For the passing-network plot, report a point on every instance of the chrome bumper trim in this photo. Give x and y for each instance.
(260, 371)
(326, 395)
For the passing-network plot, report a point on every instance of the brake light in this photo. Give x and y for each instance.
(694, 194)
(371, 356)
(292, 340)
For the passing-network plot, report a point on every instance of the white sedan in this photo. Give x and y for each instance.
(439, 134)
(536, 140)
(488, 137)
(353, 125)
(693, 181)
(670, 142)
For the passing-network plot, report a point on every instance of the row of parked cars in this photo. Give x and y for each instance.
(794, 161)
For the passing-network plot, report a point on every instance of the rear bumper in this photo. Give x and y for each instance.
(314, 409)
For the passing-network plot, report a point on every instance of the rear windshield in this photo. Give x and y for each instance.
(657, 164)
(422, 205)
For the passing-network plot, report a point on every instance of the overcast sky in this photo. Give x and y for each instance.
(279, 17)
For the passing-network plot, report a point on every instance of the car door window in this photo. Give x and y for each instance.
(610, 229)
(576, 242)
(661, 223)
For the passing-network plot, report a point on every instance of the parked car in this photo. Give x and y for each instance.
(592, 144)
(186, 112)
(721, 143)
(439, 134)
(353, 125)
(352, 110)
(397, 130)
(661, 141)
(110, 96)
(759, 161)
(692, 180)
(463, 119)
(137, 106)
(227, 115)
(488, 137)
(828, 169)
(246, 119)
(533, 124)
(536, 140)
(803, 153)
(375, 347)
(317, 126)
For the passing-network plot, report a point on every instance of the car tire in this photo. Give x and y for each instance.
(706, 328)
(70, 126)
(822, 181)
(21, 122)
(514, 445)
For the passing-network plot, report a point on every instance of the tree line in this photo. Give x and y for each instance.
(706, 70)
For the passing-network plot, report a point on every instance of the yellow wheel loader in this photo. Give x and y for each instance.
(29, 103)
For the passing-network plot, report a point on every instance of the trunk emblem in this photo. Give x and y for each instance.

----

__Direction__: Reproduce all the records above, swapping "passing-network plot" for "parking-lot survey" at every occurrence. Keep everything else unchanged.

__Answer to this problem__:
For the parking-lot survey, report a point on every instance of the chrome bumper trim in this photo. Give x and y for each instance.
(260, 371)
(326, 395)
For the parking-lot survey, report a point on every instance of the brake light in this photo. Give x and y for each instance.
(694, 194)
(371, 356)
(292, 340)
For the parking-lot survey, report a point on every instance of the white sedan in this photo. Give x and y for each instance.
(439, 134)
(536, 140)
(488, 137)
(353, 125)
(693, 181)
(670, 142)
For the parking-lot survey, report a point on every instance of the row of parked cars in this photo. Give x and y for each instance.
(794, 161)
For the parking-lot survey, report a point on every instance of the rear bumper in this photo. Give x and y for each instance.
(314, 409)
For the parking-lot survey, report a point on every instance of the rear windshield in this photo. Give x and y for each instance.
(657, 164)
(422, 205)
For the parking-lot survey, report a point on every instance of the overcast sky in this photo. Give x and y for each instance.
(279, 17)
For the parking-lot survey, report a point on every instance of the car door window in this photo. Give x and y for each instance.
(610, 229)
(576, 242)
(661, 223)
For the parking-lot survey, report a point on every instance of the parked car in this photo. Give x and y for each instance.
(592, 144)
(186, 112)
(721, 143)
(439, 134)
(353, 125)
(352, 110)
(397, 130)
(661, 141)
(110, 96)
(759, 161)
(692, 180)
(463, 119)
(137, 106)
(227, 115)
(488, 137)
(828, 169)
(246, 119)
(533, 124)
(536, 140)
(803, 153)
(375, 347)
(317, 126)
For the parking-lot survey, report a point on every instance of the car tire in this photo. Give x and y for each instance.
(706, 328)
(70, 126)
(822, 181)
(21, 122)
(514, 445)
For the parking-lot survey, report a point on every instance of the tree line in this photo. Give x and y for each instance.
(706, 70)
For the parking-lot survey, report a point on every instance of the yellow wheel loader in this photo. Give x and y for each instance.
(29, 103)
For the parking-lot survey, report a point on every instance of the trunk emblem in this photo. Give x and y for each instance.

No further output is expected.